++++ İncelenecek metin

Bütüncül Psikoterapi

Günümüz psikoterapi yaklaşımları uzunca bir süredir bir bütünleşme süreci içerisine girmiş durumdadır. Zira danışanların terapi seanslarına getirmekte oldukları problem alanlarını salt bir terapi yaklaşımı ile çözebilmek, bu iddia da bulunmak günümüzün gelişmelerine uymamaktadır. Bu sebeple Psikoterapide Bütünleşme Araştırmaları Birliği (SEPI) gibi kuruluşlar bu bütünleşme çalışmaları ile ilgili kuramsal yönelimleri, klinik uygulamaları ve çeşitli araştırma yöntemleri arasında bütünleşmeyi gerçekleştiren psikoterapi yaklaşımlarının keşfini ve geliştirilmesini desteklemektedir.

++++++++

> Görev 1:
Bütüncül psikoterapi yazısındaki bölümü hiç değiştirmeden yeniden yazın. "Günümüz psikoterapi yaklaşımları" sözlerinin geçtiği yerden başlayın, "ve geliştirilmesini desteklemektedir." sözlerinden sonra bırakın.
> Görev 2:
Bütüncül psikoterapi yazısındaki şu cümleyi İngilizceye çevirin: "Günümüz psikoterapi yaklaşımları uzunca bir süredir bir bütünleşme süreci içerisine girmiş durumdadır."
> Görev 3:
Bütüncül psikoterapi yazısına göre şu soruları cevaplayın:
(a) Günümüz psikoterapi yaklaşımları uzunca bir süredir nasıl bir sürecin içindedir?
(b) Yazıya göre günümüzün gelişmelerine uymayan şey nedir?
(c) Örnek olarak adı verilen kuruluş hangisidir?

++++ Verilen malzeme

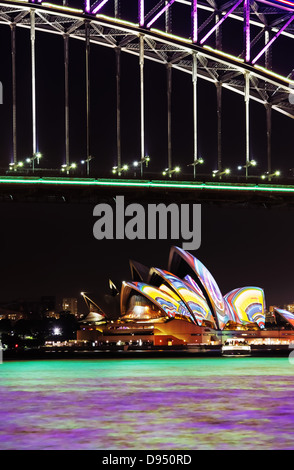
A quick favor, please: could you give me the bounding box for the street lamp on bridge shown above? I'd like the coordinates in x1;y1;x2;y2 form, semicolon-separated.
187;158;204;179
112;165;129;176
261;170;281;181
212;168;231;178
81;155;94;176
238;160;257;179
162;166;181;178
26;152;42;173
61;163;77;174
133;155;150;177
9;162;23;171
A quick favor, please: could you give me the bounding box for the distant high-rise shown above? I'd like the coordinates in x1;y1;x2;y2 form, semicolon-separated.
62;297;78;315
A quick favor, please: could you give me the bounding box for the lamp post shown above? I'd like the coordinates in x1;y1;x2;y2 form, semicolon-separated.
26;152;42;173
212;168;231;178
9;162;23;171
162;166;181;178
81;155;94;176
188;158;204;179
238;160;257;179
61;163;77;174
133;155;150;178
112;165;129;176
261;170;281;181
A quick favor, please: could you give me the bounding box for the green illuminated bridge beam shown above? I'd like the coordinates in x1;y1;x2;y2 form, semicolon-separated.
0;176;294;204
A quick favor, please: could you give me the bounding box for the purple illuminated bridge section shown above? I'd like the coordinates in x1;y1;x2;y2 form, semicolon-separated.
0;358;294;450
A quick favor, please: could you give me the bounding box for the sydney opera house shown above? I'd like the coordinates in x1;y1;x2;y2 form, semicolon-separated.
77;247;294;348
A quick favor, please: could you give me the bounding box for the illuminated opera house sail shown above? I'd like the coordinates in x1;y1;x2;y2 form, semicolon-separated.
78;246;294;348
120;247;265;330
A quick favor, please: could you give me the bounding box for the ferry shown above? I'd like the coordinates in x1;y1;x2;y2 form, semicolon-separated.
222;338;251;356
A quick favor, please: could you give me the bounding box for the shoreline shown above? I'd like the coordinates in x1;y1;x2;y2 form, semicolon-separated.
3;345;291;362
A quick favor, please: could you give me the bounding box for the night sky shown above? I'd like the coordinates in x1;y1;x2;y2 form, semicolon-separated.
0;2;294;312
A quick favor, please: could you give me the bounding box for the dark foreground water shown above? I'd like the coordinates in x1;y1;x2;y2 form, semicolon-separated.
0;358;294;450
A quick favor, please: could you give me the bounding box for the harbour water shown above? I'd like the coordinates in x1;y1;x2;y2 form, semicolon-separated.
0;357;294;450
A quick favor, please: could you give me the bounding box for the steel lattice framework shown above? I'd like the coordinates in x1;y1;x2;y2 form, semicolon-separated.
0;0;294;180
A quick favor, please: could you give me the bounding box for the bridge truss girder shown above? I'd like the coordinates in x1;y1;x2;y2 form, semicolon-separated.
0;0;294;177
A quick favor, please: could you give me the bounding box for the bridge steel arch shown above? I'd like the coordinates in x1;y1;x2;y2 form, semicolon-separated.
0;0;294;179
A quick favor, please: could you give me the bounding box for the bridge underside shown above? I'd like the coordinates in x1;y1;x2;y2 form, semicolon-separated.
0;177;294;208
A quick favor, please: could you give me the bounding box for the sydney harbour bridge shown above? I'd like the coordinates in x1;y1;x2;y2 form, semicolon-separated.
0;0;294;203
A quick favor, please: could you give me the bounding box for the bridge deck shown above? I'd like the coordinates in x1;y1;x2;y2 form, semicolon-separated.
0;176;294;205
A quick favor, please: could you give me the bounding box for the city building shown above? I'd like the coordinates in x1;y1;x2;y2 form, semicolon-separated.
62;297;78;316
77;247;294;347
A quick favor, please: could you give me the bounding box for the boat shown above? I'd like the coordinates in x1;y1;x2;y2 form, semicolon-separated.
222;338;251;356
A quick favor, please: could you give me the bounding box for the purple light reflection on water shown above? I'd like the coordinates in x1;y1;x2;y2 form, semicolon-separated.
0;358;294;450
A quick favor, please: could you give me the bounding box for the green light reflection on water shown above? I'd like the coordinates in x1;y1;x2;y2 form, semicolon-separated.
0;358;294;450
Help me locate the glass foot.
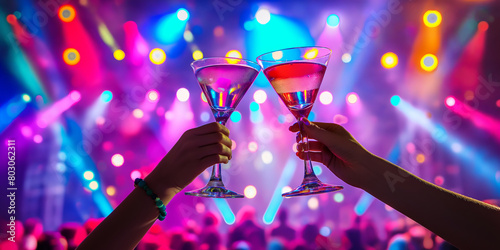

++++++++

> Beklenen yanıt 1:
Günümüz psikoterapi yaklaşımları uzunca bir süredir bir bütünleşme süreci içerisine girmiş durumdadır. Zira danışanların terapi seanslarına getirmekte oldukları problem alanlarını salt bir terapi yaklaşımı ile çözebilmek, bu iddia da bulunmak günümüzün gelişmelerine uymamaktadır. Bu sebeple Psikoterapide Bütünleşme Araştırmaları Birliği (SEPI) gibi kuruluşlar bu bütünleşme çalışmaları ile ilgili kuramsal yönelimleri, klinik uygulamaları ve çeşitli araştırma yöntemleri arasında bütünleşmeyi gerçekleştiren psikoterapi yaklaşımlarının keşfini ve geliştirilmesini desteklemektedir.

> Beklenen yanıt 2:
Today's psychotherapy approaches have been in a process of integration for quite a long time.

> Beklenen yanıt 3:
(a) Bir bütünleşme sürecinin içindedir.
(b) Danışanların seanslara getirdiği sorunları tek bir terapi yaklaşımıyla çözebilmek ve bunu iddia etmek günümüzün gelişmelerine uymaz.
(c) Psikoterapide Bütünleşme Araştırmaları Birliği (SEPI).